_Instruction 1_:
Pull out every line of the listing below that contains the string "stone" and copy each one.

_Text_:
****

If you’re an application developer, chances are that the bulk of your app content is actually image data. Social media streams, shopping pages, even mapping information are all image content that must be sent down to your users, constantly.
Image compression is a really tricky subject. The individual lossy algorithms inside the compressors are gnarly (at best) and really should not be touched. But don’t lose hope. Although these compressors are mostly treated as black-box systems, there’s still a lot that your development team can do to influence the size of image content, and make it smaller.
Typically, image compressors provide an integer parameter that lets you define a quality metric for the image.1
As this value gets lower, so does the file size—and the image quality.
You see, this value mostly controls how aggressive the lossy algorithms are in transforming the data for better compression. So, lower quality means that more colors are discarded or more edge information is ignored, all to generate more duplicate symbols for subsequent statistical encoding stages.
Choosing the value for this quality metric should be a huge, important, time-consuming decision. Picking a value that is too low results in bad image artifacts, and users might complain about a lack of quality. Picking a value that is too high means you’re sending around larger files than you need to, and paying the cost for that as well. Figure 12-1 illustrates this progression.
For small numbers of images, an artist or designer can pick the value of the quality metric manually. When they export the images from their tools, they can typically slide around the quality metric and find the right balance between image quality and final file size.
But this absolutely does not scale. If you have got 15 million users who upload pictures of their food creations to your backend, you can’t employ an army of artists to find that sweet spot. What’s worse: that sweet spot changes for each image. A really smooth icon or picture of a sunset will need a different quality value than a picture of a forest or someone’s face. The human brain is really tricky like that, and notices image quality errors differently in different types of situations.

****

_Data for this exercise_:

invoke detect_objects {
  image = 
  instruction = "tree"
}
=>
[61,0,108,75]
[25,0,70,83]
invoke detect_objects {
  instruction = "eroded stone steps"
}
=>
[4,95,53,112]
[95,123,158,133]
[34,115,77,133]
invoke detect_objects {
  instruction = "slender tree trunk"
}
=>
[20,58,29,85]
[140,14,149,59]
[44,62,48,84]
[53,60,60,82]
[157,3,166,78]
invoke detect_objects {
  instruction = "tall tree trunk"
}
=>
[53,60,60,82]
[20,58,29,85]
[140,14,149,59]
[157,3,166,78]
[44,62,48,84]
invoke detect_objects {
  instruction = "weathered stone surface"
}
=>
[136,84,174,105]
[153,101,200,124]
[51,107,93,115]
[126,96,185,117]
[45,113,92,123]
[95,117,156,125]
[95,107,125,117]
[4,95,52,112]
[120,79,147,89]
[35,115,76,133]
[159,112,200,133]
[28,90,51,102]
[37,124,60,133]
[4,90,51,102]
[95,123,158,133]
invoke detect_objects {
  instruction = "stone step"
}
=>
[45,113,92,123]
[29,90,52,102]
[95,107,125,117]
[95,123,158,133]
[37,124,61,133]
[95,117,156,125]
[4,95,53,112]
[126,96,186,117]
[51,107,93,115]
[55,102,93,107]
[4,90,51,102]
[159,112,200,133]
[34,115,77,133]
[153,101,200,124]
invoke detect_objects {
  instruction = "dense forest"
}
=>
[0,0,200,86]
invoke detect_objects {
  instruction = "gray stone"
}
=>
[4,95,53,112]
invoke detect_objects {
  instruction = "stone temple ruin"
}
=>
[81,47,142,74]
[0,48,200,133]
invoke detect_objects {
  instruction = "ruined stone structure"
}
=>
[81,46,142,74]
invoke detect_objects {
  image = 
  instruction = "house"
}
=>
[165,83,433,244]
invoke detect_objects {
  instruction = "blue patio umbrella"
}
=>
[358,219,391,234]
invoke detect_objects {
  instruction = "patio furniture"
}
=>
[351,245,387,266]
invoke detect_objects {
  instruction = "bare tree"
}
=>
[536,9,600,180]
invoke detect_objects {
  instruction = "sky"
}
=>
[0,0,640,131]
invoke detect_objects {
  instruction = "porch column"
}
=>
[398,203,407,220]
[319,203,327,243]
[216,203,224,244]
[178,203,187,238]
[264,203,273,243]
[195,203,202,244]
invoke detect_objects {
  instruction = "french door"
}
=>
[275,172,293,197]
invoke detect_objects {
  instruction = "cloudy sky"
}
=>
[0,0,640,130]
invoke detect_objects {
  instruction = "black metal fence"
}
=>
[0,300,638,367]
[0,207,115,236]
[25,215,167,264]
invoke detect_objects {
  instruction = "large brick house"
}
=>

****

_Instruction 2_:
Transcribe the image compression text above in full, word for word.

_Exercise output 1_:
  instruction = "eroded stone steps"
  instruction = "weathered stone surface"
  instruction = "stone step"
  instruction = "gray stone"
  instruction = "stone temple ruin"
  instruction = "ruined stone structure"

_Exercise output 2_:
If you’re an application developer, chances are that the bulk of your app content is actually image data. Social media streams, shopping pages, even mapping information are all image content that must be sent down to your users, constantly.
Image compression is a really tricky subject. The individual lossy algorithms inside the compressors are gnarly (at best) and really should not be touched. But don’t lose hope. Although these compressors are mostly treated as black-box systems, there’s still a lot that your development team can do to influence the size of image content, and make it smaller.
Typically, image compressors provide an integer parameter that lets you define a quality metric for the image.1
As this value gets lower, so does the file size—and the image quality.
You see, this value mostly controls how aggressive the lossy algorithms are in transforming the data for better compression. So, lower quality means that more colors are discarded or more edge information is ignored, all to generate more duplicate symbols for subsequent statistical encoding stages.
Choosing the value for this quality metric should be a huge, important, time-consuming decision. Picking a value that is too low results in bad image artifacts, and users might complain about a lack of quality. Picking a value that is too high means you’re sending around larger files than you need to, and paying the cost for that as well. Figure 12-1 illustrates this progression.
For small numbers of images, an artist or designer can pick the value of the quality metric manually. When they export the images from their tools, they can typically slide around the quality metric and find the right balance between image quality and final file size.
But this absolutely does not scale. If you have got 15 million users who upload pictures of their food creations to your backend, you can’t employ an army of artists to find that sweet spot. What’s worse: that sweet spot changes for each image. A really smooth icon or picture of a sunset will need a different quality value than a picture of a forest or someone’s face. The human brain is really tricky like that, and notices image quality errors differently in different types of situations.